▸ EXERCISE BRIEF
Copy the material that follows word for word and omit its pictures.

== DATA LINES ==

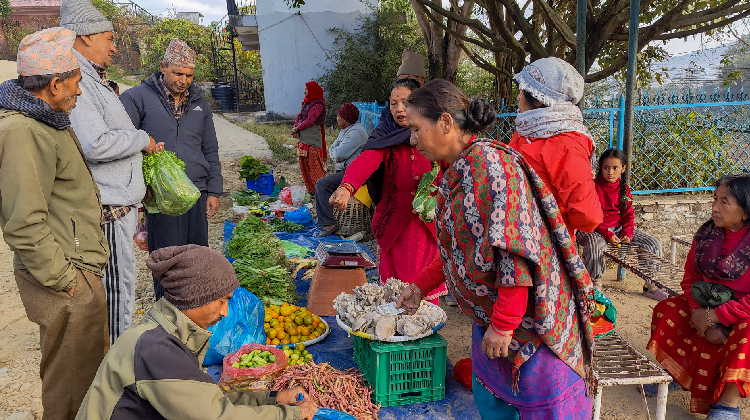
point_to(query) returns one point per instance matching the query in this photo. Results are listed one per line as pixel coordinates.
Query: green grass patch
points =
(280, 141)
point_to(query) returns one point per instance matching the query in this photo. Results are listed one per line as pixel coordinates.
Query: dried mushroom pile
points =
(371, 309)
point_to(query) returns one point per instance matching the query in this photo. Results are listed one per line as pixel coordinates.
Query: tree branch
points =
(567, 34)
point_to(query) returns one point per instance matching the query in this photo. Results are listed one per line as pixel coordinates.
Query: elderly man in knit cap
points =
(153, 371)
(113, 148)
(168, 106)
(343, 151)
(50, 213)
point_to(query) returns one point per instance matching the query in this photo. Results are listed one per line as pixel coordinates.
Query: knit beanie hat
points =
(192, 275)
(349, 112)
(412, 63)
(81, 17)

===

▸ WORKED SOLUTION
point_to(query) returns one point per instance matching the query in this photo. Results are listed one per line as pixel coordinates.
Query: green grass patch
points =
(280, 141)
point_to(query) returns one point per instance matching the query in this photo. Results are listed one per line as pixel coordinates.
Query: dried mushroom pile
points =
(371, 309)
point_to(query) returns one point per instance matching the query in this photo. Results are listed one per line as pixel coordinates.
Query: tree branch
points =
(567, 34)
point_to(query) returns one point per instance matching the query in this photo. Results are listed one per line as pixel coordinates.
Query: elderly man in knit cap
points =
(153, 371)
(113, 148)
(168, 106)
(343, 151)
(50, 213)
point_to(query) returns one point per instance matching the query in this photo. Results are listed one per line as pixel coordinates.
Query: knit beanie hat
points =
(192, 275)
(349, 112)
(412, 63)
(81, 17)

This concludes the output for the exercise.